• _Task objective_
Starting with the line that contains "column 790, row 138" and stopping after the line that contains "column 640, row 388", return each line below exactly as written, with no others.

• _Available data_
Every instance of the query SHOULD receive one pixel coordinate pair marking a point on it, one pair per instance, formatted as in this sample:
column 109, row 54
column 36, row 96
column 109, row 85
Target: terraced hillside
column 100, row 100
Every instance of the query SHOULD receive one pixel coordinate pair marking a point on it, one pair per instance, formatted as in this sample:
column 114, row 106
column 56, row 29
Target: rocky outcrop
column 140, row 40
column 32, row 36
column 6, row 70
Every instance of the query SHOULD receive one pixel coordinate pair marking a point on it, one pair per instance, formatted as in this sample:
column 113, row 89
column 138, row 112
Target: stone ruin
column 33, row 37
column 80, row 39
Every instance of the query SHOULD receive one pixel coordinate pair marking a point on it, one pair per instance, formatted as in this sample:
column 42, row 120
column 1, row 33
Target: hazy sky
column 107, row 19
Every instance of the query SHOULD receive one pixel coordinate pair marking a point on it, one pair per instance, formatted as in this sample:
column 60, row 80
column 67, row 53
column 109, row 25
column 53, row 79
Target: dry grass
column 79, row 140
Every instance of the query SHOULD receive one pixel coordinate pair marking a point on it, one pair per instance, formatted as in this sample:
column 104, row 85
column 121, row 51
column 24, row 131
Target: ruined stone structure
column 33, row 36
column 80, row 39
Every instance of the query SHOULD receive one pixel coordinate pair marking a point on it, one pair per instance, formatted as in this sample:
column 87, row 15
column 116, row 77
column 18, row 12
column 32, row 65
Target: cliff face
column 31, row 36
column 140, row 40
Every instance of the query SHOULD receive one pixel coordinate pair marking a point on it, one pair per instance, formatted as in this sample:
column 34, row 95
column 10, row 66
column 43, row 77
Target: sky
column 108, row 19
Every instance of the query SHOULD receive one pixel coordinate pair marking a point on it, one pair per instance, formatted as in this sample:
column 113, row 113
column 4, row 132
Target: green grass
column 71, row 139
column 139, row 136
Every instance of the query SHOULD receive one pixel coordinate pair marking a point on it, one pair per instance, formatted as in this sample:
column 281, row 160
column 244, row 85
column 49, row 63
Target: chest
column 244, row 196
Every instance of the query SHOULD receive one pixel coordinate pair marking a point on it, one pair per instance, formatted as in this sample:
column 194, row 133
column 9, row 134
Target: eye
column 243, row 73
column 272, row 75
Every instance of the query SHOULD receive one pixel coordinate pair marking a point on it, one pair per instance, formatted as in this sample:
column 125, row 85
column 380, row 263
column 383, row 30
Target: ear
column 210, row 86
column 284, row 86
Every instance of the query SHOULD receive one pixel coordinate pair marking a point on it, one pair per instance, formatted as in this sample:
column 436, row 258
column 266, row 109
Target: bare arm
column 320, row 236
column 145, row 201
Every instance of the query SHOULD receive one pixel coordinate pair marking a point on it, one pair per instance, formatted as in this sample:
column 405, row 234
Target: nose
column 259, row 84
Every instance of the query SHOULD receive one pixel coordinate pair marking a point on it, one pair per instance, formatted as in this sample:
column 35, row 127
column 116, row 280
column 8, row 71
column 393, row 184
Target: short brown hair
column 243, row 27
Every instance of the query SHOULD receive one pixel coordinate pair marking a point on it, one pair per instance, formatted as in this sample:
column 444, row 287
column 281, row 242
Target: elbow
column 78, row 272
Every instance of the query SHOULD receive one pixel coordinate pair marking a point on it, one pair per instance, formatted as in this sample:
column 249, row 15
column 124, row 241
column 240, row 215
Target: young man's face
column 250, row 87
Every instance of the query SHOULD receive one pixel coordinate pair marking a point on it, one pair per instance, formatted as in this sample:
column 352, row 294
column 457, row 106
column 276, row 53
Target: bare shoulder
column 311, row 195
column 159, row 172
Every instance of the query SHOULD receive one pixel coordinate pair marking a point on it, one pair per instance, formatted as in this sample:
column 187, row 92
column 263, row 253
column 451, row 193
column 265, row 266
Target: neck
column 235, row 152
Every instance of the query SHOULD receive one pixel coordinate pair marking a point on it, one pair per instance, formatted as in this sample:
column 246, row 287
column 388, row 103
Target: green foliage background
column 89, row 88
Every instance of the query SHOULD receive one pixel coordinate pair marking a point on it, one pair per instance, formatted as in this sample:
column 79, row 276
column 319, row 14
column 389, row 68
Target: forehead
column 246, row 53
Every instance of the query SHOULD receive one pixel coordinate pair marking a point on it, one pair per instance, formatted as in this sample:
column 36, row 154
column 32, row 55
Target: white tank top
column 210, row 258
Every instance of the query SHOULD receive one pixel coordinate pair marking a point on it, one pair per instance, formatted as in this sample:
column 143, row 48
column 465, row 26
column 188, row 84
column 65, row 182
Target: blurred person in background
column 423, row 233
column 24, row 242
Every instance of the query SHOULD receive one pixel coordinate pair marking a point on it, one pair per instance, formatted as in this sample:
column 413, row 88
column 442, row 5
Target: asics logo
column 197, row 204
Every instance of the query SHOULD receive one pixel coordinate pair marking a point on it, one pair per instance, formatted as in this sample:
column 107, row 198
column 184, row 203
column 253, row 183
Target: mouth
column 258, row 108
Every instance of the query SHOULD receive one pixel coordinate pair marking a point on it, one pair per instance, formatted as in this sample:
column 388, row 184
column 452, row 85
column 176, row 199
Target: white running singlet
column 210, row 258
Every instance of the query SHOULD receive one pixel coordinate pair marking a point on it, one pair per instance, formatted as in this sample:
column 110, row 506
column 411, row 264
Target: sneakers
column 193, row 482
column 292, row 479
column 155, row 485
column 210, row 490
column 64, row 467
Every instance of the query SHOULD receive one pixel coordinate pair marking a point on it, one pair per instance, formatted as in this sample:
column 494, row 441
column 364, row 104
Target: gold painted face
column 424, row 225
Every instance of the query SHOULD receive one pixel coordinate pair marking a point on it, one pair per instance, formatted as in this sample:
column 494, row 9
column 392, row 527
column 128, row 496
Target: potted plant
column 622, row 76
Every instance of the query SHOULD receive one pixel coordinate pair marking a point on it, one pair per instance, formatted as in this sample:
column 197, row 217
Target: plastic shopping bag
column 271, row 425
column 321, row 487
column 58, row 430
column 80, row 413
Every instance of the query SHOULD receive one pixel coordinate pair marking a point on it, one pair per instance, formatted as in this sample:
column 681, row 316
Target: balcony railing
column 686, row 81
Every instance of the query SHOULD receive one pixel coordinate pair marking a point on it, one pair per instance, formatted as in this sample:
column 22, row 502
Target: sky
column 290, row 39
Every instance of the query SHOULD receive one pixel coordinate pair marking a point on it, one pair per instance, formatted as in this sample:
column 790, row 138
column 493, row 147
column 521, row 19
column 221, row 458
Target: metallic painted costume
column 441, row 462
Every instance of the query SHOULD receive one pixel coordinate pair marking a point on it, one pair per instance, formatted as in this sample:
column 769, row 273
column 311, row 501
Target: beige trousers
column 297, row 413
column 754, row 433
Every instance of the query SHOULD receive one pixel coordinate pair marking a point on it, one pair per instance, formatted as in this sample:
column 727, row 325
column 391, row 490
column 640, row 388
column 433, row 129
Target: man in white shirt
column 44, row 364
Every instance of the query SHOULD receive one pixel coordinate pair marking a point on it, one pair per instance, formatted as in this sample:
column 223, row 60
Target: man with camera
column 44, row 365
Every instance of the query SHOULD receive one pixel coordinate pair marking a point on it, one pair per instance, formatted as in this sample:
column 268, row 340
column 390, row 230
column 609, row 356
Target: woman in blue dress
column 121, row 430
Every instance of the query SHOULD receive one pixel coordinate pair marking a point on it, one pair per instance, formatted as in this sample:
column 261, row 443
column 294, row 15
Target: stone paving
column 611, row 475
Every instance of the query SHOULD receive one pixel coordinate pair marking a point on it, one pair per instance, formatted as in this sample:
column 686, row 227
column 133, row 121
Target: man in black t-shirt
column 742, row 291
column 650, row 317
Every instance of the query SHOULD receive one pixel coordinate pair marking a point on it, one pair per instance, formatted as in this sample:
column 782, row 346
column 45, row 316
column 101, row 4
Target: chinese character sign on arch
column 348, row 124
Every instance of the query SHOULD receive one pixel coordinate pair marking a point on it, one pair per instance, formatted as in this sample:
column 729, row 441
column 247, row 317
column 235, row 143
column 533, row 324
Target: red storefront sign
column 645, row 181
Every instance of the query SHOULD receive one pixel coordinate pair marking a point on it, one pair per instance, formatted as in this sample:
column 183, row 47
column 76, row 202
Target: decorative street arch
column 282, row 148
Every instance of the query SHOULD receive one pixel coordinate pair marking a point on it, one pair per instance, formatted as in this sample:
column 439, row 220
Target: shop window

• _Output of the exercise_
column 790, row 138
column 493, row 147
column 521, row 19
column 221, row 458
Target: metallic painted costume
column 441, row 462
Every instance of the query SHOULD receive one pixel coordinate pair marking a point on it, one pair per instance, formatted as in this sample:
column 769, row 273
column 311, row 501
Target: beige trousers
column 297, row 413
column 754, row 433
Every instance of the query SHOULD receive one pixel coordinate pair marking a point on it, one pair per instance, formatted as in this sample:
column 727, row 325
column 391, row 490
column 640, row 388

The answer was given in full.